▶ [PROBLEMA A]
Indica cuántos de los treinta y tres años que Jesús vivió entre nosotros transcurrieron con sus padres en Nazaret, según la homilía.
▶ [PROBLEMA B]
Enumera todos los cantos que, según la homilía, se encuentran en los dos capítulos que recorren estos relatos.

▶ [TEXTO PROPORCIONADO]
FIESTA DE LA SAGRADA FAMILIA DE NAZARET 2019/A
HOMILÍA
Muy queridos hermanos y hermanas,
Dentro de la fiesta de la Navidad, la Iglesia nos invita a fijar nuestra mirada en la familia que se ha constituido con José, María y Jesús. Al lado de ellos también encontramos la familia de Zacarías, Isabel y Juan el Bautista. Los acontecimientos que nos narra S. Lucas de estas dos familias transcurren en un ambiente de alabanzas al Señor por su inmensa misericordia. En los dos capítulos que recorren estos relatos encontramos los cantos de María, de Zacarías, de los ángeles, de Simeón.
Todos se centran en reconocer que con la llegada de Jesús al mundo, Dios cumple las promesas mesiánicas en favor de su pueblo, y particularmente de los pobres, de los “anawin”: es decir de lo que supieron perseverar y esperar su venida: las dos familias, los pastores, Simeón y Ana conforman ese pequeño resto de Israel, que reciben con gozo los primeros anuncios de la Buena Noticia de la salvación.
En el texto evangélico que nos narra la presentación del niño en el templo, la acogida que les brindan Simeón y la profetiza Ana y el retorno de la familia a Nazaret, Lucas condensa cómo se dio el misterio de la Encarnación. “El Verbo se hizo carne y plantó su carpa entre nosotros” (Jn 1,14). El Hijo de Dios se volvió en todo semejante a nosotros y asumió la condición de siervo, excepto en el pecado (Heb 4,15).
De los treinta y tres años que vivió entre nosotros, treinta transcurrieron con sus padres en el pueblo de Nazaret, a tal punto que llegó a ser conocido como el Nazareno. Si uno quiere saber cómo fue la vida del Hijo de Dios en esos años, tiene que tratar de conocer la vida de cualquier habitante de ese poblado en aquella época, cambiar el nombre y ponerle el nombre de Jesús. S. Pablo comenta que “se hizo semejante a los hombres y mostrándose como uno más entre ellos, se humilló y se hizo obediente hasta la muerte” (Fil 2,7-8).

▶ [Datos de localización de puntos]
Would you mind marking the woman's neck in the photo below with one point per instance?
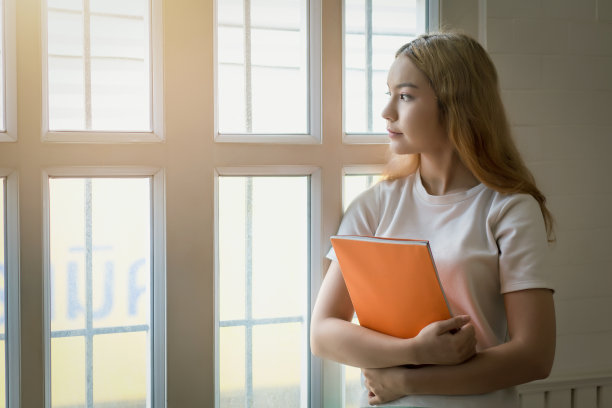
(445, 173)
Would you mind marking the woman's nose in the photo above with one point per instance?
(388, 113)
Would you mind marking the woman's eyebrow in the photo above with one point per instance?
(406, 85)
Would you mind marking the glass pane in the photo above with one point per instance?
(68, 372)
(232, 367)
(99, 65)
(3, 296)
(374, 30)
(262, 64)
(125, 354)
(279, 246)
(263, 286)
(2, 374)
(2, 80)
(355, 184)
(277, 365)
(100, 252)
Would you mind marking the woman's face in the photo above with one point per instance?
(412, 114)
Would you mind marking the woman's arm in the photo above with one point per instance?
(527, 356)
(333, 336)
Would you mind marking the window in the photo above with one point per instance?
(102, 317)
(263, 305)
(3, 296)
(8, 72)
(99, 72)
(9, 291)
(209, 344)
(373, 31)
(266, 71)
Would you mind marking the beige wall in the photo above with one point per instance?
(554, 59)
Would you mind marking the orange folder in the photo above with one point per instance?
(393, 283)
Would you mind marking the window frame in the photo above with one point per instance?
(10, 71)
(12, 300)
(431, 9)
(157, 374)
(156, 84)
(313, 136)
(313, 365)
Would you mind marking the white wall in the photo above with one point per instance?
(554, 59)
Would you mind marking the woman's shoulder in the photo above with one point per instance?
(514, 207)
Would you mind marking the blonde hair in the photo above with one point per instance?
(465, 82)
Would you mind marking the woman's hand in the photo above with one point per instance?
(446, 342)
(384, 384)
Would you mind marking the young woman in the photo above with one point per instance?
(457, 180)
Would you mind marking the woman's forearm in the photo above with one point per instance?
(490, 370)
(347, 343)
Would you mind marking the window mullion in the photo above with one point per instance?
(249, 292)
(87, 63)
(89, 291)
(368, 64)
(247, 67)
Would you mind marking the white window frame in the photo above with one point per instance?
(12, 311)
(156, 50)
(313, 21)
(158, 291)
(312, 367)
(431, 8)
(10, 72)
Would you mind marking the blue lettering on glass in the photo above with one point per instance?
(134, 290)
(106, 308)
(74, 307)
(2, 295)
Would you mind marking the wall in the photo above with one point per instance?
(554, 58)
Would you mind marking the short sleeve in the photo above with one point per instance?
(523, 245)
(361, 217)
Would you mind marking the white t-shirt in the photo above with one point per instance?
(484, 244)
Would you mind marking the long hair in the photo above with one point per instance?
(465, 82)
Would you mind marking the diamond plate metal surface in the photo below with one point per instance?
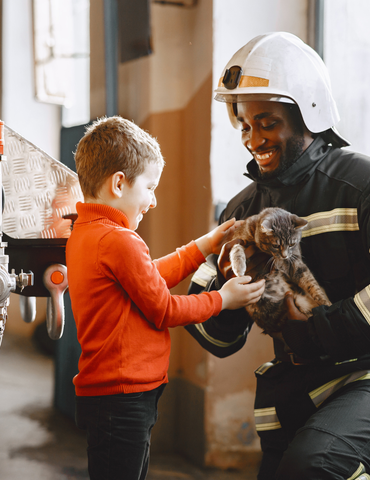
(39, 190)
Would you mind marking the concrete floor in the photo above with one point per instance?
(37, 442)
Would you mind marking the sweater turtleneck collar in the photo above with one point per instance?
(89, 212)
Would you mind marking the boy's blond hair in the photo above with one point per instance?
(111, 145)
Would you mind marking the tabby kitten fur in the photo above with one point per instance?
(277, 232)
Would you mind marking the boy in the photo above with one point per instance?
(121, 300)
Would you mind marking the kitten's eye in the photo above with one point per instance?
(270, 126)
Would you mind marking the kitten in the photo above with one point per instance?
(277, 232)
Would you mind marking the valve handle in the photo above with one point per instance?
(27, 306)
(55, 280)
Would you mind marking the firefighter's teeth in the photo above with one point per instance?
(264, 156)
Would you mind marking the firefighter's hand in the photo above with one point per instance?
(256, 260)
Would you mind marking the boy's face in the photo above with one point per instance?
(138, 197)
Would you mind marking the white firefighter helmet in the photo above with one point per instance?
(282, 68)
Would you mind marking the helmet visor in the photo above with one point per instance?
(251, 97)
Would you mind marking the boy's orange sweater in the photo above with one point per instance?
(122, 305)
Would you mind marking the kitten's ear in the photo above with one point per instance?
(266, 226)
(299, 222)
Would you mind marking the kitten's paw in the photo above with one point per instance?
(238, 260)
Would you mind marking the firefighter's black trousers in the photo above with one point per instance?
(329, 442)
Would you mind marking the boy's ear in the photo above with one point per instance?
(118, 181)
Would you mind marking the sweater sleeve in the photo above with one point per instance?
(176, 266)
(226, 333)
(124, 258)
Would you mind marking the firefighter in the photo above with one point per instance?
(312, 406)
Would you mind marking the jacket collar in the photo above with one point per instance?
(302, 168)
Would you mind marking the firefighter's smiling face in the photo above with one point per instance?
(274, 133)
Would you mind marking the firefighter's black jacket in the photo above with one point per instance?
(330, 187)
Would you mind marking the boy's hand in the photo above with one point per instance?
(239, 292)
(212, 242)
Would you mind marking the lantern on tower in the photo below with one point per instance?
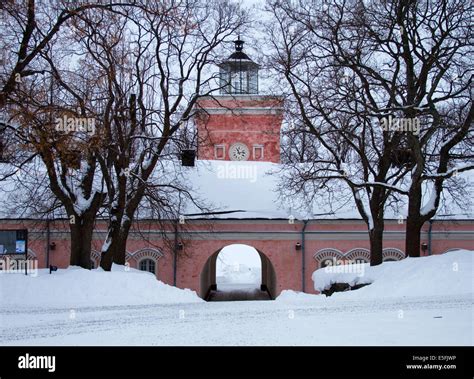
(238, 73)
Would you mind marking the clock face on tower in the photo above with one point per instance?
(239, 152)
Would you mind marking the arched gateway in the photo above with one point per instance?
(208, 275)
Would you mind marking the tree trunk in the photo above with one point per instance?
(414, 222)
(412, 237)
(376, 245)
(117, 247)
(81, 242)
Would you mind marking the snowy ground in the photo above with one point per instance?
(351, 318)
(414, 321)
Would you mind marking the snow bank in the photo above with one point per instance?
(76, 287)
(446, 274)
(437, 275)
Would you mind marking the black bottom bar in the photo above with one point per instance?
(291, 362)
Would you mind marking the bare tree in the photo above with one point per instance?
(153, 79)
(351, 69)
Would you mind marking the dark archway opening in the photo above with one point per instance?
(213, 289)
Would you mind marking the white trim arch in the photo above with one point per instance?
(393, 254)
(327, 253)
(149, 253)
(358, 253)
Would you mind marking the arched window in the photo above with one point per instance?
(358, 255)
(148, 265)
(327, 257)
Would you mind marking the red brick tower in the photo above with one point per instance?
(239, 124)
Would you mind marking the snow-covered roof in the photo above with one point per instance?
(244, 190)
(249, 190)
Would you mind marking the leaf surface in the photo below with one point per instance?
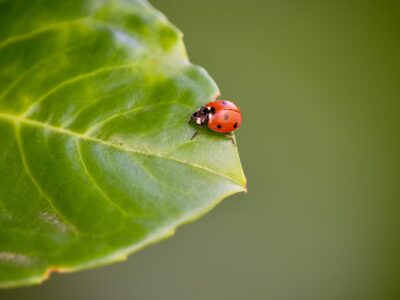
(96, 159)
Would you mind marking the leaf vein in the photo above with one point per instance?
(16, 119)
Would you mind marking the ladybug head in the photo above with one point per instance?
(201, 116)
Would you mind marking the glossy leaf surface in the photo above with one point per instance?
(96, 159)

▶ [RESPUESTA A]
Treinta.

▶ [RESPUESTA B]
Los cantos de María, de Zacarías, de los ángeles y de Simeón.